### Raw data
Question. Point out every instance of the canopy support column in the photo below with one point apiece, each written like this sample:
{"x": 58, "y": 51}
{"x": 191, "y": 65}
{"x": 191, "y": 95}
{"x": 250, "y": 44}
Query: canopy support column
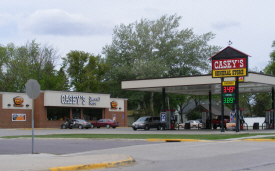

### Task objective
Everything in the data above should be set down again exactly, except the pictures.

### Task solution
Question. Point out every instance of the canopy support column in the photo below with one point apiece, each written like this sample:
{"x": 58, "y": 51}
{"x": 191, "y": 65}
{"x": 191, "y": 95}
{"x": 250, "y": 44}
Query: canopy support column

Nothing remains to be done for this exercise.